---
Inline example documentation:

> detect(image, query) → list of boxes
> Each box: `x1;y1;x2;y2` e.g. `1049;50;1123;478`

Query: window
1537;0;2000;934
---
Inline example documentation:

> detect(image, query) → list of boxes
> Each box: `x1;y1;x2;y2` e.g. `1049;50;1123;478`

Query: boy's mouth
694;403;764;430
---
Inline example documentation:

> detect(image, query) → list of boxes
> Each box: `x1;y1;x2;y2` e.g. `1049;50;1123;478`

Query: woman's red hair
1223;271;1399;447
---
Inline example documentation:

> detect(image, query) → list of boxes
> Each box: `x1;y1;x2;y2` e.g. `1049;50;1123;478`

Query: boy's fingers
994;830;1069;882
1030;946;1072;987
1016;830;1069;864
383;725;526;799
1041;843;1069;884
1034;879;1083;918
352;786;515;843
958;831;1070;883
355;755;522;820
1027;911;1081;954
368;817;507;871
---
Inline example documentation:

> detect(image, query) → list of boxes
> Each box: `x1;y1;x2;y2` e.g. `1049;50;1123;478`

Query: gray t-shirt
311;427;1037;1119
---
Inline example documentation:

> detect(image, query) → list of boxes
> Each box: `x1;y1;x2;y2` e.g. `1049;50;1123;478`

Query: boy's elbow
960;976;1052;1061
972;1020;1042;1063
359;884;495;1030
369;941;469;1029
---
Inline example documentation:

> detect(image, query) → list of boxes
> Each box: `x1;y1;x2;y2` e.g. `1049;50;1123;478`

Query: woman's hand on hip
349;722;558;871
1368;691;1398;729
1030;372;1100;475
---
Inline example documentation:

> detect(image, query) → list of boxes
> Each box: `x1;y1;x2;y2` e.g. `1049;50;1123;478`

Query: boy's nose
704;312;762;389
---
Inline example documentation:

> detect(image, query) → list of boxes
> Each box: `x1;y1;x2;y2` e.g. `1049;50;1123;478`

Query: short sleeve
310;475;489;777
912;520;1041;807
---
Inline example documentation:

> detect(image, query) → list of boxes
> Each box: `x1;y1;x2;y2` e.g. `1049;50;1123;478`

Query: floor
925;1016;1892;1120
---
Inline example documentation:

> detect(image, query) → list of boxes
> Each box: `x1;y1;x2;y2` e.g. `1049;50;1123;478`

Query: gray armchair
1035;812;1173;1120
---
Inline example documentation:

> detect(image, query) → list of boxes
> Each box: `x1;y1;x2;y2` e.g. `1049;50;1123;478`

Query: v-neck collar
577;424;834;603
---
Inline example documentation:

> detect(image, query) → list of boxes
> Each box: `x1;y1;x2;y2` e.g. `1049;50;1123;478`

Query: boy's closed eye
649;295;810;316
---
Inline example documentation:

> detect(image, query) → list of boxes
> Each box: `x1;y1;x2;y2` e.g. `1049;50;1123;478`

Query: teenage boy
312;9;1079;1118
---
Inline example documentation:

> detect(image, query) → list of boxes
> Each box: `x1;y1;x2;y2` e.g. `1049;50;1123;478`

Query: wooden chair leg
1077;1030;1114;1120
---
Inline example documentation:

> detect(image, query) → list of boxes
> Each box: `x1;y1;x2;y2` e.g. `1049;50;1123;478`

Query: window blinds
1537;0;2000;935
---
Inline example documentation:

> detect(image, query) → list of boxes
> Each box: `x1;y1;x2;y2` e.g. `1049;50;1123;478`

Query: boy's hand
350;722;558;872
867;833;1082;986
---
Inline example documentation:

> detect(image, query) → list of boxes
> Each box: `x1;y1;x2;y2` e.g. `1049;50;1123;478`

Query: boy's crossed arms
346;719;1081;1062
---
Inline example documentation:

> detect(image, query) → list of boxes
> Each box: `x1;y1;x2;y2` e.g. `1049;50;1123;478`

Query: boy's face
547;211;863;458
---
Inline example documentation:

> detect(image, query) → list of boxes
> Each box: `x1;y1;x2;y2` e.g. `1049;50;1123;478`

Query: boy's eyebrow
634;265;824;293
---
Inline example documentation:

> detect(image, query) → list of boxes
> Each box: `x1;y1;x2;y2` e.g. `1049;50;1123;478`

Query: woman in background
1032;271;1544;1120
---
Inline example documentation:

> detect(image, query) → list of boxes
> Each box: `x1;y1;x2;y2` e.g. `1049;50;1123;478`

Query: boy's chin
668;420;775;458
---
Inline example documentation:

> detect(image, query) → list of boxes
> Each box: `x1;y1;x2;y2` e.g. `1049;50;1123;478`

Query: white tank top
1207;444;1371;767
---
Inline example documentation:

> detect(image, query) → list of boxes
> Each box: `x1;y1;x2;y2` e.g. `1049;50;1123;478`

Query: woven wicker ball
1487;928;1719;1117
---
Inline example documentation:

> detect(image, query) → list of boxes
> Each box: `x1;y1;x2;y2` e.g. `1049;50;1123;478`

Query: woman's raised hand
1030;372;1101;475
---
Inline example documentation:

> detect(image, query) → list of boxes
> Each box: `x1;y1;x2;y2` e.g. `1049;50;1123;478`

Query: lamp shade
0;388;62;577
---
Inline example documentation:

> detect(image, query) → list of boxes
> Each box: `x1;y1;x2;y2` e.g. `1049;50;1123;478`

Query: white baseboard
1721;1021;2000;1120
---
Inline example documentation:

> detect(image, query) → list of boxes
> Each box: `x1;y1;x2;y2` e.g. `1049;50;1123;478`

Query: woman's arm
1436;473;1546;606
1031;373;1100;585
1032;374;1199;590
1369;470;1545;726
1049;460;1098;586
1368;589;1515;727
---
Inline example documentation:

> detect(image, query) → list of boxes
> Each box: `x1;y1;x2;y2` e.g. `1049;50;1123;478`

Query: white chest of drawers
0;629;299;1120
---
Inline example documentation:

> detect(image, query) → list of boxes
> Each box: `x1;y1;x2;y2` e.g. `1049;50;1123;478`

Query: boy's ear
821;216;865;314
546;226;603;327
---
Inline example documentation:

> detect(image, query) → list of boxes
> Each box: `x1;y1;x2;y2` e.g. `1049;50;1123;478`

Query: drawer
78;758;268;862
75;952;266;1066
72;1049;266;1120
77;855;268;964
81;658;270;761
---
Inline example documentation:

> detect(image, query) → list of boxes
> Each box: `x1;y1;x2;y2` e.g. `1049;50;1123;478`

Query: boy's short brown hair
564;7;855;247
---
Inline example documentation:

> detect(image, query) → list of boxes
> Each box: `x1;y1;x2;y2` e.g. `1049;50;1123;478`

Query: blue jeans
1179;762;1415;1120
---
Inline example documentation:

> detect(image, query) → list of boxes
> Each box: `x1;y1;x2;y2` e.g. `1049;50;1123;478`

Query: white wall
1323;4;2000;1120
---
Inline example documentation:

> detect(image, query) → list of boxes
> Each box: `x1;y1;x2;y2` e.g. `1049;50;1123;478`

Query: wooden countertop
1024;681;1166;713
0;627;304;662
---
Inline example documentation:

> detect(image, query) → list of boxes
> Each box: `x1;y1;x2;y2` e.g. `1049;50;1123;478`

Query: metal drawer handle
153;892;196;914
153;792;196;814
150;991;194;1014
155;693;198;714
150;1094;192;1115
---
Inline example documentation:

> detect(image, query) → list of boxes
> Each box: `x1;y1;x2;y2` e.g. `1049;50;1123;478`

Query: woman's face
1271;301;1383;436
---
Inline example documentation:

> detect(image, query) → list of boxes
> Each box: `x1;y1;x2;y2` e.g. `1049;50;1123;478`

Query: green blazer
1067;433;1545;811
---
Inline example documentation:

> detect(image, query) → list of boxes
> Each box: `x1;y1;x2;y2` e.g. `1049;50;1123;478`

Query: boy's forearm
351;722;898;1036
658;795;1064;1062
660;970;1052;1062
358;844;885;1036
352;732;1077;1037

-------

What you need to do -
Nothing may be left out. Copy each line of the listing exactly.

Solution for this task -
---
Inline example documentation:

> detect(image, query) → list of boxes
> Each box: `x1;y1;x2;y2` e.g. `1049;50;1123;478`

Query: window
1537;0;2000;934
---
Inline example documentation:

> detect(image, query) → list of boxes
> Each box: `x1;y1;x2;y2` e.g. `1049;50;1123;478`

Query: boy's mouth
694;403;764;430
---
Inline example documentation:

> detect(image, query) → list of boxes
> Each box: `x1;y1;x2;y2` e.g. `1049;50;1123;478`

Query: woman's red hair
1223;271;1399;447
---
Inline example documentation:

> detect(image, query) → list of boxes
> Each box: `x1;y1;x2;y2` e.g. `1049;50;1123;478`

Query: boy's fingers
994;830;1069;882
1030;946;1072;987
1016;830;1069;864
383;725;526;799
1041;843;1069;884
1034;879;1083;918
352;786;515;843
958;831;1070;883
355;755;522;820
1027;911;1081;954
368;817;507;871
---
Inline example documentation:

> detect(image, query) → list of boxes
> Each box: `x1;y1;x2;y2` e.g. `1049;50;1123;478`

Query: gray t-shirt
311;427;1037;1119
---
Inline example documentation:

> detect(image, query) → list of boxes
> Each box: `x1;y1;x2;y2` e.g. `1049;50;1123;478`

Query: boy's elbow
960;976;1052;1061
972;1020;1042;1063
359;884;495;1030
369;941;469;1029
---
Inline example documentation:

> detect(image, query) → list of boxes
> Each box: `x1;y1;x2;y2` e.g. `1049;50;1123;478`

Query: woman's hand on hip
349;722;558;871
1368;691;1398;729
1030;372;1100;475
---
Inline example documentation:

> detect(image, query) → list of boxes
> Each box: `x1;y1;x2;y2` e.g. `1049;50;1123;478`

Query: boy's nose
704;312;762;389
---
Inline example documentation:

> detect(image, query) → list of boxes
> Each box: `x1;y1;x2;y2` e.g. `1049;50;1123;478`

Query: short sleeve
310;475;489;777
912;520;1041;807
---
Inline example documentation:

> detect(image, query) → list of boxes
> Each box: `x1;y1;x2;y2` e.g. `1049;50;1123;478`

Query: floor
925;1016;1892;1120
---
Inline example documentation:

> detect(image, query) → list of boxes
> Each box: `x1;y1;x2;y2` e.g. `1049;50;1123;478`

Query: gray armchair
1035;812;1173;1120
---
Inline example documentation:

> detect(image, query) → list of boxes
> Each box: `x1;y1;x2;y2` e.g. `1049;50;1123;478`

Query: v-neck collar
577;424;834;603
---
Inline example documentation:

> detect(image, query) → list of boxes
> Each box: `x1;y1;x2;y2` e.g. `1049;50;1123;478`

Query: boy's closed eye
649;295;810;316
---
Inline example documentation:

> detect(image, query) → list of boxes
> Each box: `x1;y1;x2;y2` e.g. `1049;50;1123;478`

Query: teenage boy
312;9;1079;1118
---
Inline example documentation:

> detect(image, query) → list of boxes
> Each box: `x1;y1;x2;y2` e.g. `1049;50;1123;478`

Query: wooden chair leg
1077;1030;1114;1120
---
Inline example documentation:

> detect(image, query) → list of boxes
> Each box: `x1;y1;x2;y2` e.g. `1049;50;1123;478`

Query: window blinds
1537;0;2000;935
---
Inline example documentation:

> detect(image, query) → list of boxes
> Each box: `x1;y1;x2;y2` e.g. `1049;50;1123;478`

Query: boy's hand
350;722;558;872
867;833;1082;986
---
Inline example documentation:

> detect(image, query) → list of boxes
> Each box: `x1;y1;x2;y2` e.g. `1049;50;1123;478`

Query: boy's crossed arms
346;719;1081;1062
---
Inline example documentation:

> detect(image, query) → list of boxes
> Each box: `x1;y1;x2;y2` e.g. `1049;50;1123;478`

Query: boy's face
547;211;863;458
---
Inline example documentation:

> detect(image, query) → list of boxes
> Each box: `x1;y1;x2;y2` e.g. `1049;50;1123;478`

Query: boy's eyebrow
634;265;824;293
---
Inline example documentation:

> detect(image, query) → list of boxes
> Each box: `x1;y1;x2;y2` e.g. `1049;50;1123;478`

Query: woman in background
1032;271;1544;1120
---
Inline example documentation:

> detect(image, query) → list of boxes
> Each box: `x1;y1;x2;y2` e.g. `1049;50;1123;478`

Query: boy's chin
668;420;775;458
---
Inline example documentation:

> detect(image, query) → list of boxes
> Each box: `x1;y1;x2;y2` e.g. `1049;50;1123;478`

Query: white tank top
1207;444;1371;767
---
Inline example documentation:

> detect(image, query) → list of boxes
> Each box: `x1;y1;x2;y2` e.g. `1049;50;1123;478`

Query: woven wicker ball
1487;928;1719;1117
---
Inline example documentation:

> detect(image, query) → list of boxes
> Each box: `x1;y1;x2;y2` e.g. `1049;50;1123;478`

Query: woman's raised hand
1030;372;1101;475
---
Inline example documentation:

> detect(image, query) → list of boxes
> Each box: `x1;y1;x2;y2` e.g. `1049;50;1123;478`

Query: lamp shade
0;388;62;577
---
Inline example documentation:

> detect(image, query) → list of boxes
> Each box: `x1;y1;x2;y2` e.g. `1049;50;1123;478`

Query: white baseboard
1721;1021;2000;1120
---
Inline example documentation:

> detect(image, query) → list of boxes
> Each box: `x1;y1;x2;y2` e.g. `1049;50;1123;478`

Query: woman's arm
1436;473;1546;606
1031;373;1100;585
1032;374;1199;590
1369;470;1545;726
1049;460;1098;586
1368;589;1515;727
---
Inline example documentation:

> detect(image, query) → list of boxes
> Each box: `x1;y1;x2;y2` e.g. `1049;50;1123;478`

Query: white chest of drawers
0;629;299;1120
---
Inline example documentation:

> detect(image, query) → list of boxes
> Each box: `x1;y1;x2;y2` e.g. `1049;50;1123;478`

Query: boy's ear
821;216;865;314
546;226;603;327
---
Inline example documentation:

> detect(image, query) → list of boxes
> Each box: `x1;y1;x2;y2` e.g. `1049;50;1123;478`

Query: drawer
78;758;268;862
75;952;266;1066
72;1049;266;1120
77;855;268;964
81;658;270;761
---
Inline example documentation:

> detect(image, query) → list of boxes
> Each box: `x1;y1;x2;y2` e.g. `1049;50;1123;478`

Query: boy's short brown hair
564;7;855;247
---
Inline example documentation:

> detect(image, query) → list of boxes
> Each box: `x1;y1;x2;y2` e.g. `1049;50;1123;478`

Query: blue jeans
1179;762;1415;1120
---
Inline example documentation:

> detect(image, query) → list of boxes
> Each box: `x1;y1;x2;y2` e.g. `1049;50;1123;478`

Query: white wall
1323;4;2000;1120
---
Inline example documentation:

> detect(image, query) → list of boxes
> Each box: `x1;y1;x2;y2` e.g. `1049;50;1123;478`

Query: wooden countertop
1024;681;1166;713
0;627;304;662
---
Inline example documentation:

> detect(image, query) → list of boxes
> Each box: `x1;y1;x2;y2` e.g. `1049;50;1123;478`

Query: metal drawer handle
153;892;196;914
153;792;196;814
150;991;194;1014
155;693;198;714
150;1094;192;1115
---
Inline example documentation:

> detect(image, query) → list of boxes
> Each box: `x1;y1;x2;y2` e.g. `1049;50;1123;478`

Query: woman's face
1271;301;1383;436
---
Inline example documentation:

> detect(image, query) → list of boxes
> Each box: `x1;y1;x2;y2` e.g. `1049;50;1123;478`

Query: green blazer
1067;433;1545;811
---
Inline example documentation:

> detect(image, query) → list of boxes
> Each box: `x1;y1;x2;y2` e.g. `1049;50;1123;478`

Query: boy's forearm
351;722;898;1036
658;795;1064;1062
660;970;1052;1062
358;844;885;1036
352;732;1077;1037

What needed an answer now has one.